* What the task requires *
Line by line, retype the material with nothing left out.
>>>
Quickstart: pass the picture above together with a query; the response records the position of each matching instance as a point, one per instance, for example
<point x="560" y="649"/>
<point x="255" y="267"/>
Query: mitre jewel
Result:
<<<
* Reply *
Quickstart: pass the picture above together with a query; the response records the position of each matching instance as a point, one per instance, for example
<point x="560" y="649"/>
<point x="255" y="267"/>
Query: mitre jewel
Result:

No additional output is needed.